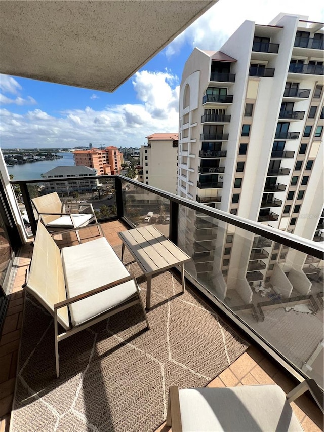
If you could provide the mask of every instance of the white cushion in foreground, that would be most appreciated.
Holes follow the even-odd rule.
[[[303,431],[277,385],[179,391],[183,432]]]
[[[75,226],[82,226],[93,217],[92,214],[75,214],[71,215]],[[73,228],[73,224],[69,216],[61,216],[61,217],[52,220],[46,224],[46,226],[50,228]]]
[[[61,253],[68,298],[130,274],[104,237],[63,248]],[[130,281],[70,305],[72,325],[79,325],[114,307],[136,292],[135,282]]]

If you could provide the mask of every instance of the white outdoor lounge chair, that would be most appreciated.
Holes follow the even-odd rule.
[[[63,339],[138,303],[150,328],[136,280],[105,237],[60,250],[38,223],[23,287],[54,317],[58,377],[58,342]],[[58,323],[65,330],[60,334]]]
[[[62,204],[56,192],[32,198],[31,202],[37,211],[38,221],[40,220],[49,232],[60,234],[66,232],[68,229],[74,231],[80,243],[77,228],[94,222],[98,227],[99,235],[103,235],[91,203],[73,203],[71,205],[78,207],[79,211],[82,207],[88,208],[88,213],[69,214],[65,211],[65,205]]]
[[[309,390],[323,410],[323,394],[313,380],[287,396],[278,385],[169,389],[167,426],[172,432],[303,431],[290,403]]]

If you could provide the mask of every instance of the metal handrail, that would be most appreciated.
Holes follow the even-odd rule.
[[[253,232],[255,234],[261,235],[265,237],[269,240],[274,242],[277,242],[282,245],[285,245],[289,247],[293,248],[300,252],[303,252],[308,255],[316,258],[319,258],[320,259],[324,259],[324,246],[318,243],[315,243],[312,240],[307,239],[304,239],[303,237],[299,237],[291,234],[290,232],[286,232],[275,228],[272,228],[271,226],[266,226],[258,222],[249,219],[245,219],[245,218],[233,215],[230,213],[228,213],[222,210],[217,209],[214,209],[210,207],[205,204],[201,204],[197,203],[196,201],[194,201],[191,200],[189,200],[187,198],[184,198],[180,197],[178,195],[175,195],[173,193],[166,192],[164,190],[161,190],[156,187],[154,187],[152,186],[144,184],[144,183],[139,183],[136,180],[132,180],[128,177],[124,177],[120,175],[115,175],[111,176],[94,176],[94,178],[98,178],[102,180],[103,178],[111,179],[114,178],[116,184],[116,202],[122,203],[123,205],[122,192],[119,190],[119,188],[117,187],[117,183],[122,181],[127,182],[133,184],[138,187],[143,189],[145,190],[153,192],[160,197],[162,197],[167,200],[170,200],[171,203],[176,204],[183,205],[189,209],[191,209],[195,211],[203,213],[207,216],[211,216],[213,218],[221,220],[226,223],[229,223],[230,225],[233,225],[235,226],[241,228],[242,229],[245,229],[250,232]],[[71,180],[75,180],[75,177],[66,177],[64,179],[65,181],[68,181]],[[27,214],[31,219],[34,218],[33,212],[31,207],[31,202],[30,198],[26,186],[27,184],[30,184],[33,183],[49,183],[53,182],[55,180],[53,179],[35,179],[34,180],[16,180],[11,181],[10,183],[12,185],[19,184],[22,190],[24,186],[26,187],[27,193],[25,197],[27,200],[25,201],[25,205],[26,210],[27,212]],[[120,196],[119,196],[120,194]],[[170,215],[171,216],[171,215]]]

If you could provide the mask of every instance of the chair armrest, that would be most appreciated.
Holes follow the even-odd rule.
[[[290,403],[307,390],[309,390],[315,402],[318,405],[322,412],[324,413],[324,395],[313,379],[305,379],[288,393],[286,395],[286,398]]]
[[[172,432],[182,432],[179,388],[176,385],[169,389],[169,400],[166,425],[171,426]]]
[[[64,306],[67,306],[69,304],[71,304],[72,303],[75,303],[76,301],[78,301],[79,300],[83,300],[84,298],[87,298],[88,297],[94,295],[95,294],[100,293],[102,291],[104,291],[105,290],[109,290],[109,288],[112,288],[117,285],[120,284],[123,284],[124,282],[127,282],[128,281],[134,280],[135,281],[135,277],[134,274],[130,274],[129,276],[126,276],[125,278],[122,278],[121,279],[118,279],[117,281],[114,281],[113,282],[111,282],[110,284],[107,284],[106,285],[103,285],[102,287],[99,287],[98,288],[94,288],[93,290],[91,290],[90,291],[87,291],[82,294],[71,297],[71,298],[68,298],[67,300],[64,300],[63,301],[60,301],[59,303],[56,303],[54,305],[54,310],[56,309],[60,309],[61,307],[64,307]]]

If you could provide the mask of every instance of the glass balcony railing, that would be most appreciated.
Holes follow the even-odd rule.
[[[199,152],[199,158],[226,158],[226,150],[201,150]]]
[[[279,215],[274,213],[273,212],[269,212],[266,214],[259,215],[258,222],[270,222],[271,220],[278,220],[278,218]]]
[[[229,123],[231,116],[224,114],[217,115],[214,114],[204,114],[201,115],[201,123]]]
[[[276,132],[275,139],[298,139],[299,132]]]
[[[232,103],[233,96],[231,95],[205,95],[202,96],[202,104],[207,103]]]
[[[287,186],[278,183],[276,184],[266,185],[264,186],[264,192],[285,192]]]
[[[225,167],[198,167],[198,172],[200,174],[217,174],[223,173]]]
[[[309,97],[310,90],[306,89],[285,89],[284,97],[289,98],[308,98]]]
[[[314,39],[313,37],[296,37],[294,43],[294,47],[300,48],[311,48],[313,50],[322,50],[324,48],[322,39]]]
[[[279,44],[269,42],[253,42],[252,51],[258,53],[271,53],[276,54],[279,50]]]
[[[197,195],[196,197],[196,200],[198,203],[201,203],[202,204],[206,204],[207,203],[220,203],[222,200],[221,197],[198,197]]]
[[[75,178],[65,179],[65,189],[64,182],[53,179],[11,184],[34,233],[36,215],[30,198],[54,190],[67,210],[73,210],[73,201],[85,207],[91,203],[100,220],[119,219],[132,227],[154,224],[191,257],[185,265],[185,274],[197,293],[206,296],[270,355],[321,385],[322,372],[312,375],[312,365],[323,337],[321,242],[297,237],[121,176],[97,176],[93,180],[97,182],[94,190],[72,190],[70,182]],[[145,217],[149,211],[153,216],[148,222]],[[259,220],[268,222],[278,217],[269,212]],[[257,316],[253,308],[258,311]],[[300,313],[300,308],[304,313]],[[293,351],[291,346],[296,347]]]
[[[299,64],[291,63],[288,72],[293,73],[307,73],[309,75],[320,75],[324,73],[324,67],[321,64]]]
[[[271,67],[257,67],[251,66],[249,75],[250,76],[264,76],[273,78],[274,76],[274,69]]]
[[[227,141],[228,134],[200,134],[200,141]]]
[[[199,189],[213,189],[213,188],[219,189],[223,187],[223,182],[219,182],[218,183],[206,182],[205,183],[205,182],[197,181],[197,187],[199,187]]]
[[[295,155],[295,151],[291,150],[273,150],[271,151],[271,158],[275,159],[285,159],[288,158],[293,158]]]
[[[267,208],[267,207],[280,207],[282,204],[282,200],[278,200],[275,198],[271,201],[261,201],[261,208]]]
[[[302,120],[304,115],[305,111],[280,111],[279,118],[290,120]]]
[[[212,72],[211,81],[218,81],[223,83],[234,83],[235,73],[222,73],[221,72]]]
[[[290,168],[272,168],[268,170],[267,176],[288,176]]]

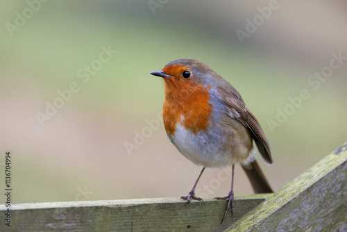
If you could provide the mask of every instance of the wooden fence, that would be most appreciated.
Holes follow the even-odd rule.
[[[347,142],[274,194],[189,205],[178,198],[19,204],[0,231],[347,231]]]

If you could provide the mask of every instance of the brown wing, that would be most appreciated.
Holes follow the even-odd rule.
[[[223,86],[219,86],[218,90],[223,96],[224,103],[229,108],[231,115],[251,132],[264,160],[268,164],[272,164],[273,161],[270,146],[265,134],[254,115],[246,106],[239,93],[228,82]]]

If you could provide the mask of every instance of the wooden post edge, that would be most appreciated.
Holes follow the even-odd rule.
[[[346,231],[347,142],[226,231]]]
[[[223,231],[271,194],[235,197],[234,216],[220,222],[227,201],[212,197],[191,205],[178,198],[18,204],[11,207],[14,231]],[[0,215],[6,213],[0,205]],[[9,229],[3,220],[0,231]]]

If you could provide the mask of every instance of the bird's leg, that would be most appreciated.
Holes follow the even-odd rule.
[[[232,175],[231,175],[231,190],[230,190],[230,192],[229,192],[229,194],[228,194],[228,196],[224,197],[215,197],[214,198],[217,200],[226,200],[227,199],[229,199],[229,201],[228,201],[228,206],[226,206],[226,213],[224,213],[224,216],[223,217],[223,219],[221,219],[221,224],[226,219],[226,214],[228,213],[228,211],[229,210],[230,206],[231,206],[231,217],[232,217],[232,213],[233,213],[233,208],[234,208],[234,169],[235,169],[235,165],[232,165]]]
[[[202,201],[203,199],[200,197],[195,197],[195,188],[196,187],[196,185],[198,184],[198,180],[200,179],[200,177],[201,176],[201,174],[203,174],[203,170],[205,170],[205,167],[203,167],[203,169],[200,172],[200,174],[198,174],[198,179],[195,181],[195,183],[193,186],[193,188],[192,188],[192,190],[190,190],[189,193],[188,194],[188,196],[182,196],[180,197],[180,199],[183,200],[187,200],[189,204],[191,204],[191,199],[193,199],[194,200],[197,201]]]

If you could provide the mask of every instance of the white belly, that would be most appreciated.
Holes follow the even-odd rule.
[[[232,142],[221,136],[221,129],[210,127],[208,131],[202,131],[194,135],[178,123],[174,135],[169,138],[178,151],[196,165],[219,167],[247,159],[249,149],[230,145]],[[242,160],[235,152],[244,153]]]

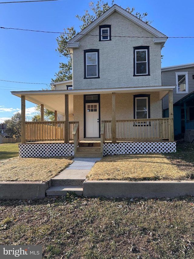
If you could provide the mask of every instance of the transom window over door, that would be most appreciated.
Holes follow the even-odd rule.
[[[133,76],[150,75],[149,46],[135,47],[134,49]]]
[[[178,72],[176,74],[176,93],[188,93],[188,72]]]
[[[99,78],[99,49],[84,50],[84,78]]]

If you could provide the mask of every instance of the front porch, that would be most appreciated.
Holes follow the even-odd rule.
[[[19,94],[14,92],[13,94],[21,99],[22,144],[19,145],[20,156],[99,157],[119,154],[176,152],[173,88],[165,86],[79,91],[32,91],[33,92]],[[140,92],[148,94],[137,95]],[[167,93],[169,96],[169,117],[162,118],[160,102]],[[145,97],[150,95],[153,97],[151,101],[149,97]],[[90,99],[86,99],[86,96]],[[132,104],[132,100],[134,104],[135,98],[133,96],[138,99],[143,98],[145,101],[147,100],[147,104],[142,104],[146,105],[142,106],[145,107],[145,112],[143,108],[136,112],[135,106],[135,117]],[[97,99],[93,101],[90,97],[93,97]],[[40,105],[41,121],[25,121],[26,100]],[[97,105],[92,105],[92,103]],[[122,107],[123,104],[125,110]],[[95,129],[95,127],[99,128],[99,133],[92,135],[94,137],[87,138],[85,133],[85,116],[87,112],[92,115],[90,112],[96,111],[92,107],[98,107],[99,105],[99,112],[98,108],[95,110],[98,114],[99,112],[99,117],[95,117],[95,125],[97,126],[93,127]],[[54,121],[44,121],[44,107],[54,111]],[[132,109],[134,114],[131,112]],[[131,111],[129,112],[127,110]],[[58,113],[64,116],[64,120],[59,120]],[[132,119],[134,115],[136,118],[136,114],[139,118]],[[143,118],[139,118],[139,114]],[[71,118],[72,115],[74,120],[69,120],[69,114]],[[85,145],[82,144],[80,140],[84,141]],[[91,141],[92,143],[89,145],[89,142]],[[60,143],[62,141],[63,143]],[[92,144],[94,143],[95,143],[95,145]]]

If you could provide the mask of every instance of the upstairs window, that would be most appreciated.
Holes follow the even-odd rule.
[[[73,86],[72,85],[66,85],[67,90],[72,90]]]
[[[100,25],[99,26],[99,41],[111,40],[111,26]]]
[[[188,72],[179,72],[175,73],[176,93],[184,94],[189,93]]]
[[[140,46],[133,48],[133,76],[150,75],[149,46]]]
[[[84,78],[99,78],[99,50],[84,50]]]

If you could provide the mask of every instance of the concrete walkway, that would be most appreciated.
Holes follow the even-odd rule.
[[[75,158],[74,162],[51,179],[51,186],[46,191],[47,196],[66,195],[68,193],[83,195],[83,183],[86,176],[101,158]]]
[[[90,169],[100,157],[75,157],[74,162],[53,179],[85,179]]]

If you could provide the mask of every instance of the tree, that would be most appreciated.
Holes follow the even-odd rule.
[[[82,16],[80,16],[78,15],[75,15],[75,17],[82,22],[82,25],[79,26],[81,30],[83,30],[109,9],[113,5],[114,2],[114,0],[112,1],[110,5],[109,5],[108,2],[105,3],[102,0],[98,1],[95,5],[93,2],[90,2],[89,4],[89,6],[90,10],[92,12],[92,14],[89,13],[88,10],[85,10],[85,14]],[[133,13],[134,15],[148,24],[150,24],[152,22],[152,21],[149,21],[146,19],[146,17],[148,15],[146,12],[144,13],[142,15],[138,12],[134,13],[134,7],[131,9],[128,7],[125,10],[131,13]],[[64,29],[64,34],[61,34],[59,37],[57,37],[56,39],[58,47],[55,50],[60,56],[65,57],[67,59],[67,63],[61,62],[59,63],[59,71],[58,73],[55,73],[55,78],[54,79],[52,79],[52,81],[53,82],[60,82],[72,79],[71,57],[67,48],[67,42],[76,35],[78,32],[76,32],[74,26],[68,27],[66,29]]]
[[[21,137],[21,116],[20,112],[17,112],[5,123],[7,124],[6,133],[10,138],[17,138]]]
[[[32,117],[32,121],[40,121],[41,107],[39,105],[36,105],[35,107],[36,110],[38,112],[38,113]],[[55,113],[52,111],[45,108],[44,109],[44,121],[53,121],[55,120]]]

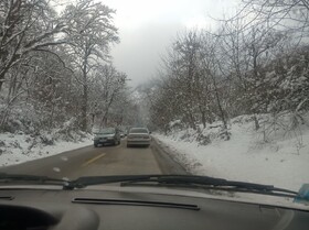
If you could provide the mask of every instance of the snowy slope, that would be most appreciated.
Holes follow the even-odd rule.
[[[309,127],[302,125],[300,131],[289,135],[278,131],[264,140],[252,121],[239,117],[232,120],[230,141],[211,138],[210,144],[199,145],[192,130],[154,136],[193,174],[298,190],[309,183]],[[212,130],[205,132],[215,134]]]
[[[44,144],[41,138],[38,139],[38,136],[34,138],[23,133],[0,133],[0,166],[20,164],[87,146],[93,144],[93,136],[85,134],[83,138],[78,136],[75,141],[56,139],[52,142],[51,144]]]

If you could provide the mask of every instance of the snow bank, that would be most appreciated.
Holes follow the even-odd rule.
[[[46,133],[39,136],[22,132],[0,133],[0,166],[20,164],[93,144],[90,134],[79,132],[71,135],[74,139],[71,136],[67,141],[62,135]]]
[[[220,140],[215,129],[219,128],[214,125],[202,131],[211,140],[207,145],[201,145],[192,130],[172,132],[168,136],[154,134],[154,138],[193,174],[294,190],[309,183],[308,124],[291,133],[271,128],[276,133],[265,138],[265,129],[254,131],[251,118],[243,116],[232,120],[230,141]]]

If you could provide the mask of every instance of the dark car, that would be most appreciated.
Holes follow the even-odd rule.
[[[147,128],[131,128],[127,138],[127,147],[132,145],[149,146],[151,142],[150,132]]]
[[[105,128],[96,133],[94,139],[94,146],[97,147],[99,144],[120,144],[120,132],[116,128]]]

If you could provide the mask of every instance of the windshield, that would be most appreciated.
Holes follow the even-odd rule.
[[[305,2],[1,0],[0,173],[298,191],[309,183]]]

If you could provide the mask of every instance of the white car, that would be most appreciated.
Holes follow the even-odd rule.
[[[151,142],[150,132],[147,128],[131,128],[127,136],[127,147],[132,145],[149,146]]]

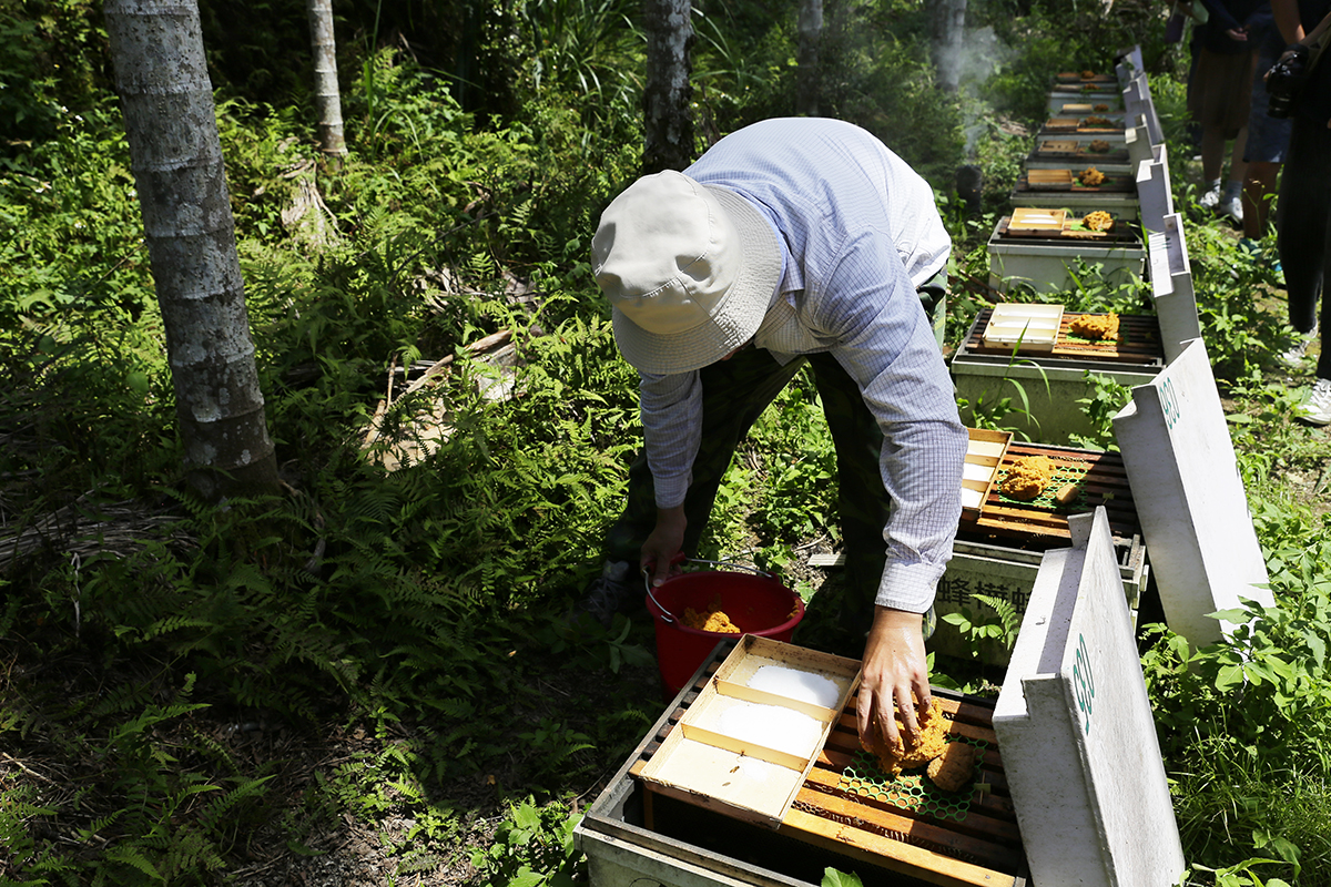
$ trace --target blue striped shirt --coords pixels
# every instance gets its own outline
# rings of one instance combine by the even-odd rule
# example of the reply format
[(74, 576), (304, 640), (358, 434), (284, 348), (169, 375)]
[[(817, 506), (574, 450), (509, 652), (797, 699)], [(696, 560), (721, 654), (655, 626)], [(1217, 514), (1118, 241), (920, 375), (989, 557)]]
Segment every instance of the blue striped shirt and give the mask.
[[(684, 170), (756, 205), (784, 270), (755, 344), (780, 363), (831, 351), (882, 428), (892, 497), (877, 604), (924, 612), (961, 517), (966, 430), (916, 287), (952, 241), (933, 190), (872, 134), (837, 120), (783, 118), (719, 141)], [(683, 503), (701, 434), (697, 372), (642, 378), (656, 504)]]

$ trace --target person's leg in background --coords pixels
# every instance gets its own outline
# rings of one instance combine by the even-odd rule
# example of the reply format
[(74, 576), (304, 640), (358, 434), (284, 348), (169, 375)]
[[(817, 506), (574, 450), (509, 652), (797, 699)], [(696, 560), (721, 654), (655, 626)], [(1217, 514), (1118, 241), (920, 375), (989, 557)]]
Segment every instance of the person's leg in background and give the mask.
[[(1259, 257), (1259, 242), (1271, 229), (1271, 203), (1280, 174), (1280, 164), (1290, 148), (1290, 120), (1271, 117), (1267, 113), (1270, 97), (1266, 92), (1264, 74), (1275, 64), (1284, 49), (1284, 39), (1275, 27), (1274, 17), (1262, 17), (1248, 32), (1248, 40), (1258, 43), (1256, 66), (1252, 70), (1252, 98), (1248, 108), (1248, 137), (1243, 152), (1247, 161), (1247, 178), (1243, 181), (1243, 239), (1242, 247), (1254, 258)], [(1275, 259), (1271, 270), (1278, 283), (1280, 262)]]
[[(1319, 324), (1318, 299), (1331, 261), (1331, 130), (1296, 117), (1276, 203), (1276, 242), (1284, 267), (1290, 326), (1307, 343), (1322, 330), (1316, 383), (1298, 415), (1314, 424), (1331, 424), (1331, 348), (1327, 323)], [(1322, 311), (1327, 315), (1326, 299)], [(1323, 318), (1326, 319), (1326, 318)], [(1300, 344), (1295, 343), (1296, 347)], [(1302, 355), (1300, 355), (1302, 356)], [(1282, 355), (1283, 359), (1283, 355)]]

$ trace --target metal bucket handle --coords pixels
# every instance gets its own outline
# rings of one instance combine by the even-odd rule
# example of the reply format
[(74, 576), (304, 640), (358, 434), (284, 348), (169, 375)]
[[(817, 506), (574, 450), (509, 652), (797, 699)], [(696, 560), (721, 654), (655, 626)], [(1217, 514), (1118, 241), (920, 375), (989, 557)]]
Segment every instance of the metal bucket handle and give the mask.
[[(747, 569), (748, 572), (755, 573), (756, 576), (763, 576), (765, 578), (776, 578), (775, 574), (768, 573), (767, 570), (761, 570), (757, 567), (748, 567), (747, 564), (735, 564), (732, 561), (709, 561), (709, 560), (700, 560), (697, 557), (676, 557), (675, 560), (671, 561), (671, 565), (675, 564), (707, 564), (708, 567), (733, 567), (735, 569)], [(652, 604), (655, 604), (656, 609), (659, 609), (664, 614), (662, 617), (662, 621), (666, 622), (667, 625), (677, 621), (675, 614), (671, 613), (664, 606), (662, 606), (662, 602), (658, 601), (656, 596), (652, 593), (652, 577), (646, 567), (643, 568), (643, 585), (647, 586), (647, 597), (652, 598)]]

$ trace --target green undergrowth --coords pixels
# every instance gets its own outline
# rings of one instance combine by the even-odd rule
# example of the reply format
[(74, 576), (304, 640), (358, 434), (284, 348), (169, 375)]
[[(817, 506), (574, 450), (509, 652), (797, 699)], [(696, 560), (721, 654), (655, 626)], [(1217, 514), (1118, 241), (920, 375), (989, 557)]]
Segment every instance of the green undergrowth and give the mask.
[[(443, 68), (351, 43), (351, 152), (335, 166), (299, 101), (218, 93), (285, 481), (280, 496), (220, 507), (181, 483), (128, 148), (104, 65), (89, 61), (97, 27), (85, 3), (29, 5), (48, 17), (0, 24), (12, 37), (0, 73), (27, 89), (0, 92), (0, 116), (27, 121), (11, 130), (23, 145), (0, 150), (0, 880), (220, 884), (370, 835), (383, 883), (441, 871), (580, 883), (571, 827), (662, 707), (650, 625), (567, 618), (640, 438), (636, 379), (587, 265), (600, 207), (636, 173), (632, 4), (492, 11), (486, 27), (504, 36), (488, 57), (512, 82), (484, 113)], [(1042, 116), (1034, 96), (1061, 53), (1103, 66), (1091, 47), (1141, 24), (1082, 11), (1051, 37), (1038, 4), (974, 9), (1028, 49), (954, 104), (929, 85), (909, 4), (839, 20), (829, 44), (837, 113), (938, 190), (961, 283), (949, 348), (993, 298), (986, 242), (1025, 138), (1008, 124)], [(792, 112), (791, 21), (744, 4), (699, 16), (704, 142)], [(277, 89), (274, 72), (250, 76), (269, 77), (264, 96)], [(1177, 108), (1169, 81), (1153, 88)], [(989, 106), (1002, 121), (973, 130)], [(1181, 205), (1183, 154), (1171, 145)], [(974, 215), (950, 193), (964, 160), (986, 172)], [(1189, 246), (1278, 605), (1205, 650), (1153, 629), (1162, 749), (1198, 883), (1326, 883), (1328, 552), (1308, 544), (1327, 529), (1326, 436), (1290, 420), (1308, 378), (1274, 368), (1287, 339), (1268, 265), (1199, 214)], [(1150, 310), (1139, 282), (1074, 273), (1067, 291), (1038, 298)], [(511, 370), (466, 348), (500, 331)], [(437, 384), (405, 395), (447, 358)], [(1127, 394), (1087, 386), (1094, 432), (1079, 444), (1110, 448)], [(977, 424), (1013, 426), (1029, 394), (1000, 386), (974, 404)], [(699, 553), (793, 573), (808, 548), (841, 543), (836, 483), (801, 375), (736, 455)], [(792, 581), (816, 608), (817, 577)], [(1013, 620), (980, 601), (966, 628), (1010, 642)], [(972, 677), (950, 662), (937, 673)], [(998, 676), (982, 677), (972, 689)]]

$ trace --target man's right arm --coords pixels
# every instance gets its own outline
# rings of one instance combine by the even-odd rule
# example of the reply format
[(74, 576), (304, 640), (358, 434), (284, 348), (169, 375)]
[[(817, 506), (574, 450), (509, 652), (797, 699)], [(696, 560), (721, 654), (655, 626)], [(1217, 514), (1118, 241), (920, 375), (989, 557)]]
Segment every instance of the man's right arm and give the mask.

[GIVEN TASK] Swap "mask" for "segmentation" in the lines starting at the line that contains "windshield, that would be most appreciated." and ending at the line that contains "378), (656, 504)]]", changing nothing else. Give back only those lines, and leave the pictures out.

[SOLVED PROBLEM]
If you could provide the segmentation of every instance of the windshield, that would be most appreciated.
Holes follow the even-odd rule.
[[[305,2],[1,0],[0,173],[298,191],[309,183]]]

If you could provide the segmentation of every instance of the white car, that would be most appreciated.
Holes follow the even-odd rule.
[[[151,142],[150,132],[147,128],[131,128],[127,136],[127,147],[132,145],[149,146]]]

$ trace --target blue striped shirt --coords pixels
# every instance gets its own outline
# rings of one instance combine by the even-odd rule
# example of the reply format
[(74, 576), (304, 640), (358, 434), (284, 348), (169, 375)]
[[(817, 506), (574, 450), (509, 652), (797, 699)], [(696, 560), (721, 654), (655, 626)], [(1217, 514), (1118, 241), (920, 375), (989, 557)]]
Segment every instance of the blue striped shirt and give the segmentation.
[[(684, 170), (756, 205), (784, 270), (755, 344), (780, 363), (831, 351), (882, 428), (892, 497), (877, 604), (924, 612), (961, 517), (966, 430), (916, 287), (952, 241), (933, 190), (872, 134), (837, 120), (783, 118), (719, 141)], [(683, 503), (701, 434), (697, 372), (642, 378), (656, 504)]]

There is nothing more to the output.